— BEGIN Stored data —

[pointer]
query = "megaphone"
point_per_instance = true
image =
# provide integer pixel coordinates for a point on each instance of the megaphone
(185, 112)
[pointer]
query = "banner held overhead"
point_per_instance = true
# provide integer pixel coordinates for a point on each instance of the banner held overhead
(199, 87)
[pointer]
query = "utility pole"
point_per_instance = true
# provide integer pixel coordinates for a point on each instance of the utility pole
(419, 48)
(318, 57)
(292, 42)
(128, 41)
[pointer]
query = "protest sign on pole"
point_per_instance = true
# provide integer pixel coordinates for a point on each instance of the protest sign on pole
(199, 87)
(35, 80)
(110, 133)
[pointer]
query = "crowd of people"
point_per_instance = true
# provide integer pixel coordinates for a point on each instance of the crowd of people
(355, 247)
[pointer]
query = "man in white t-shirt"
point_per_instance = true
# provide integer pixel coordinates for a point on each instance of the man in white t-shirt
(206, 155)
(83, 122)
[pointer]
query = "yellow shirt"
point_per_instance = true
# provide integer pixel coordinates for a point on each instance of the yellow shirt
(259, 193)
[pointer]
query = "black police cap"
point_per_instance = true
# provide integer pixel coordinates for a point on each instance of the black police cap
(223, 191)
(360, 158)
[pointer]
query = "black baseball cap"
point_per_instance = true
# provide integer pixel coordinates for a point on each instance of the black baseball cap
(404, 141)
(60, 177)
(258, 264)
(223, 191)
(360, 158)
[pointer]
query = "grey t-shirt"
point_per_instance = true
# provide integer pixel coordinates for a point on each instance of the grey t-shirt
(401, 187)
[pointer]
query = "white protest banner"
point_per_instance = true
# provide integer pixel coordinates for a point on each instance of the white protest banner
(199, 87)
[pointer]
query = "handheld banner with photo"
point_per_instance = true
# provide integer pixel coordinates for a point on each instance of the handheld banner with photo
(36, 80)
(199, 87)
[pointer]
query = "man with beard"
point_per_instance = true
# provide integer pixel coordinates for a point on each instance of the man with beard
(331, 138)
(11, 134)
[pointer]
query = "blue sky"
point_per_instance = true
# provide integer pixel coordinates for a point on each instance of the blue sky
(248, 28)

— END Stored data —

- _Short exercise_
Filter the lines above, keeping only those that contain the word "sign", and copy each kept line in full.

- _Answer in full_
query = "protest sign on pole"
# provide integer pixel coordinates for a point on each instance of the protest sign on pole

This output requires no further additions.